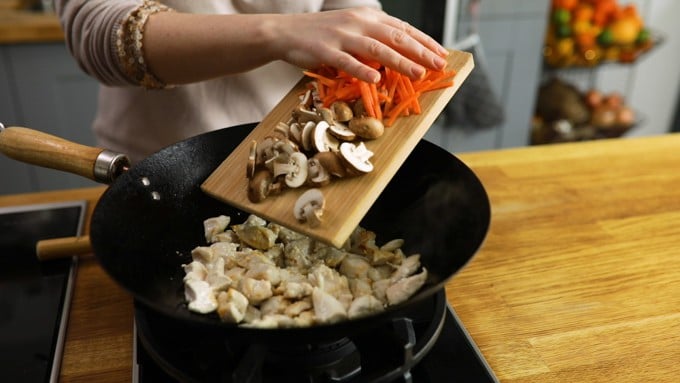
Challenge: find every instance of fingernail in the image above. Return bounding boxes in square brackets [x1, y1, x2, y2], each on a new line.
[411, 66, 425, 78]
[434, 56, 446, 68]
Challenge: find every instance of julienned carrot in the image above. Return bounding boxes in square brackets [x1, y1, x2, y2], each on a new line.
[303, 61, 456, 126]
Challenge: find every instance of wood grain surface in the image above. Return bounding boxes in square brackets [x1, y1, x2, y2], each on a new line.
[0, 134, 680, 383]
[0, 9, 64, 44]
[202, 51, 474, 247]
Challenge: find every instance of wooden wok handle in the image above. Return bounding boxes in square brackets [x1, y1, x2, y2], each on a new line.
[35, 235, 92, 261]
[0, 124, 130, 184]
[0, 126, 103, 180]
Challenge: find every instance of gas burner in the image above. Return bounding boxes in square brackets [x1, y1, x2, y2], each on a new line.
[135, 290, 448, 383]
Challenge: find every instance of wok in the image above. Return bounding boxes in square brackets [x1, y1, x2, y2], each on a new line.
[0, 124, 490, 342]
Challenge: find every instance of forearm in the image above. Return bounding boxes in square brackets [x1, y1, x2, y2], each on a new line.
[144, 12, 280, 84]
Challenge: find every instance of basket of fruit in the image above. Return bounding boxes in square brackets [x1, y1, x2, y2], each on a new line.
[543, 0, 661, 68]
[531, 78, 641, 145]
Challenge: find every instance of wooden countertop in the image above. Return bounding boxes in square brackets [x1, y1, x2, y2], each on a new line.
[0, 134, 680, 383]
[0, 9, 64, 44]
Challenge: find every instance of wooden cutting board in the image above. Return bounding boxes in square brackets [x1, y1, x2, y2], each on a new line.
[201, 51, 474, 247]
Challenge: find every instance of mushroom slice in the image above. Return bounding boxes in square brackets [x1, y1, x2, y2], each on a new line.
[274, 152, 307, 188]
[307, 158, 331, 186]
[292, 104, 321, 124]
[348, 116, 385, 140]
[331, 101, 354, 122]
[311, 121, 339, 152]
[293, 188, 326, 227]
[248, 169, 274, 202]
[300, 121, 316, 150]
[312, 152, 347, 178]
[340, 142, 373, 174]
[246, 140, 257, 179]
[328, 121, 357, 141]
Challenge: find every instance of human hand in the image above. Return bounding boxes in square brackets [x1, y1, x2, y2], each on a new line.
[272, 8, 448, 82]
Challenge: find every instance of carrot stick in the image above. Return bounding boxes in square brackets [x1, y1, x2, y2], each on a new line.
[359, 81, 376, 117]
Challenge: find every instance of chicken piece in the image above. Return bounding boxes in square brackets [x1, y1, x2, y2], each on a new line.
[385, 268, 427, 305]
[338, 254, 371, 278]
[366, 264, 396, 281]
[312, 287, 347, 323]
[348, 278, 373, 298]
[243, 305, 262, 323]
[210, 242, 239, 261]
[347, 295, 385, 319]
[268, 222, 306, 244]
[191, 246, 215, 264]
[264, 243, 285, 267]
[182, 261, 208, 282]
[314, 246, 347, 268]
[238, 277, 274, 305]
[232, 225, 277, 250]
[279, 267, 311, 286]
[203, 215, 231, 243]
[293, 310, 316, 327]
[282, 299, 312, 318]
[380, 238, 404, 253]
[259, 295, 290, 316]
[217, 289, 248, 323]
[213, 230, 238, 243]
[205, 274, 234, 292]
[390, 254, 420, 283]
[224, 267, 246, 285]
[247, 314, 295, 328]
[283, 237, 312, 270]
[371, 279, 392, 303]
[184, 279, 217, 314]
[274, 281, 312, 299]
[307, 264, 352, 299]
[245, 263, 281, 286]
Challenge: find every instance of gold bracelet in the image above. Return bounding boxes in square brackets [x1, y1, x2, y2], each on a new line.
[115, 0, 173, 89]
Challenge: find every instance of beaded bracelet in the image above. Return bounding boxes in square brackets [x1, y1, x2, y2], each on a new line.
[115, 0, 173, 89]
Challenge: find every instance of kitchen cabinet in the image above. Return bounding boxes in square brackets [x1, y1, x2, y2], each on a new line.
[0, 42, 97, 194]
[425, 0, 549, 152]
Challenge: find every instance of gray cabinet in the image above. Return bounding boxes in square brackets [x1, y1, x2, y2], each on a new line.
[0, 43, 98, 194]
[425, 0, 549, 152]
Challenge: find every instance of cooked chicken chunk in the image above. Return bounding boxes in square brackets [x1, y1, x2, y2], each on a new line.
[385, 268, 427, 305]
[347, 295, 384, 319]
[238, 277, 274, 305]
[203, 215, 230, 243]
[184, 279, 217, 314]
[217, 289, 248, 323]
[182, 215, 427, 328]
[312, 287, 347, 323]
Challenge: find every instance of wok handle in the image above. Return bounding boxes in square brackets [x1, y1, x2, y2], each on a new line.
[35, 235, 92, 261]
[0, 124, 130, 184]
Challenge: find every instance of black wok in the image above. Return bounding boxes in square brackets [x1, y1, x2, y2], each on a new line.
[0, 124, 490, 342]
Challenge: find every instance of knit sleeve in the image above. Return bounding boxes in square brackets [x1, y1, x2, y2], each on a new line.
[323, 0, 382, 11]
[55, 0, 173, 88]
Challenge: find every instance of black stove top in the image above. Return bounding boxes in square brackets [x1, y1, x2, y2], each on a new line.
[134, 290, 497, 383]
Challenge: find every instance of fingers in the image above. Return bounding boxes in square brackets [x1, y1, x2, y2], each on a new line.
[336, 11, 449, 79]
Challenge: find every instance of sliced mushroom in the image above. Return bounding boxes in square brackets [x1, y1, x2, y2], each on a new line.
[312, 152, 347, 178]
[348, 116, 385, 140]
[328, 121, 357, 141]
[340, 142, 373, 174]
[274, 152, 307, 188]
[248, 168, 274, 203]
[246, 140, 257, 179]
[300, 121, 316, 150]
[293, 188, 326, 227]
[307, 158, 331, 186]
[312, 121, 340, 152]
[331, 101, 354, 122]
[293, 104, 321, 124]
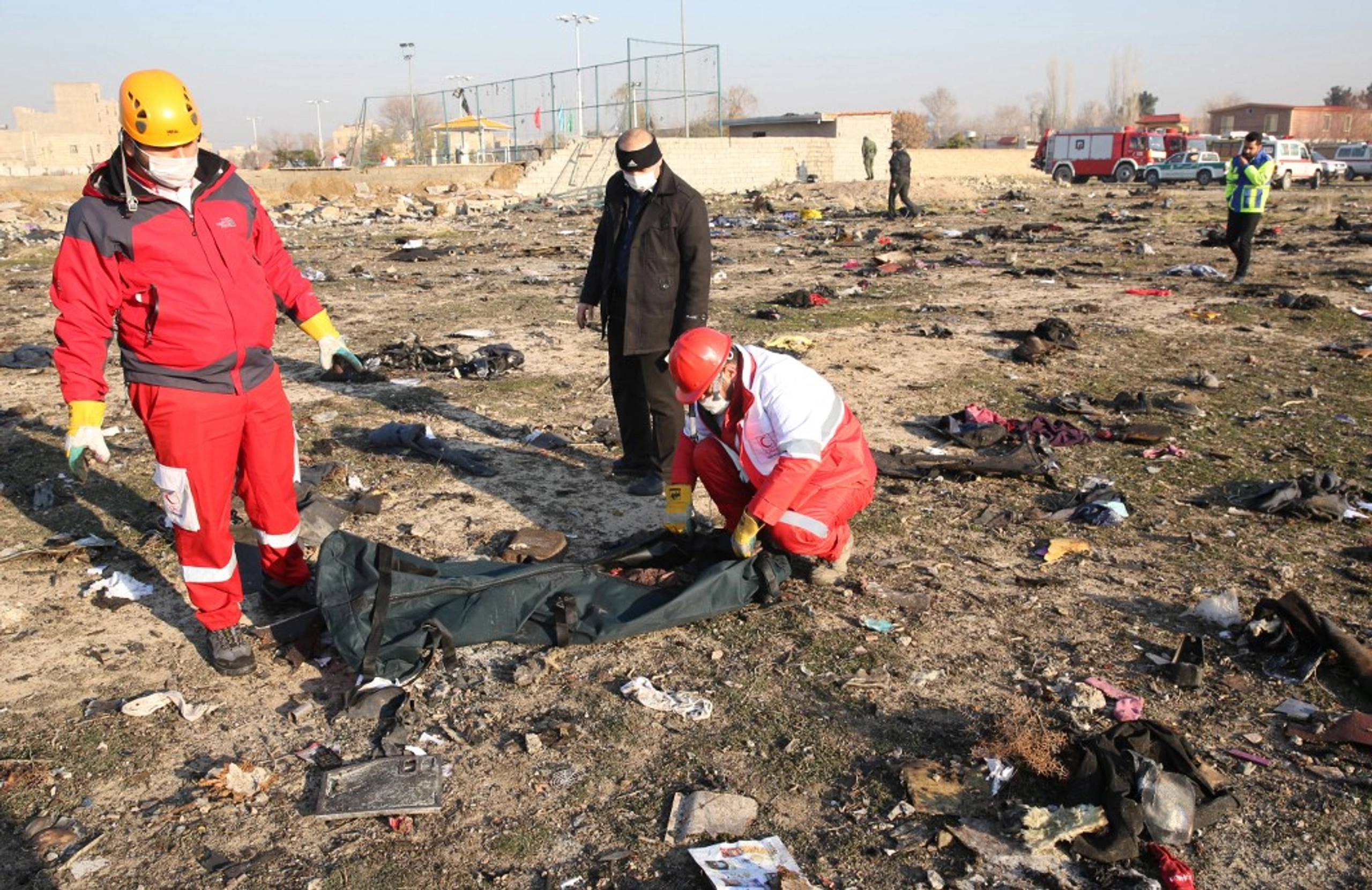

=====

- Objective -
Scale the bounding-box coordinates in the answers by 1.25, rounding each to a whole number with halves rounded up, and rewrite every line with the requests unchanged. Begin at the line that has "Challenge: find every instance of wood grain", stop after the line that has "[359, 81, 376, 117]", and output only those entries.

- Result for this exercise -
Challenge: find every instance of wood grain surface in the image above. Return bounding boxes in square brackets [x1, y1, x2, y2], each on a new line.
[0, 168, 850, 479]
[0, 11, 80, 55]
[253, 64, 593, 309]
Challenge: find every instance of wooden wok handle in the image above. Return bounding boxes in square brackets [x1, y1, x2, y2], each on a new line.
[44, 294, 115, 326]
[0, 155, 163, 230]
[0, 158, 129, 225]
Challenge: find every instance of gas burner in the image above. Return bounding boxes in square brackets [x1, y1, x2, y2], each on a new line.
[169, 363, 560, 479]
Challenge: find every instance of wok in the image above. Return bounding boxes in square brackets [x1, y1, x2, y2], each on a new line.
[0, 155, 613, 428]
Challenge: find every instance of forearm in the image above. Return bounding boxes in square brackets [x1, y1, x2, y2], each on a new line.
[180, 15, 350, 105]
Challenge: find every instance of basket of fruit in the image above. Return bounding boxes in square brackets [x1, y1, x2, y2], each on a new line.
[679, 0, 826, 85]
[664, 98, 801, 181]
Challenge: find every instance of wooden countertop in the image above. Return bounding boxes in square brackets [x1, y1, x2, y2], each on a new line.
[0, 168, 850, 479]
[0, 11, 80, 55]
Challenge: find every instance of wooden cutting board in the image above. Return bounding boxes in square brackets [x1, y1, x2, y2], each on a new line.
[251, 64, 593, 309]
Challenge: find every instance of mushroom slice in the image above. Return bounding boxes in square brackets [x1, y1, x2, y2], each on a new line.
[343, 190, 384, 235]
[384, 198, 414, 233]
[365, 130, 401, 155]
[435, 145, 481, 175]
[414, 126, 443, 153]
[389, 151, 424, 190]
[366, 235, 408, 284]
[310, 211, 343, 253]
[375, 151, 395, 188]
[390, 190, 434, 223]
[425, 178, 466, 218]
[308, 175, 321, 224]
[410, 151, 446, 176]
Challenge: find every instance of human hand in the image above. Return bounding boxes in square brackets [x1, y1, x2, y2], each on a new line.
[340, 10, 560, 103]
Challenge: find every instance of carrot stick in the image above. Return bounding boxes in square brackets [x1, y1, x2, y2], each on a new line.
[449, 101, 470, 146]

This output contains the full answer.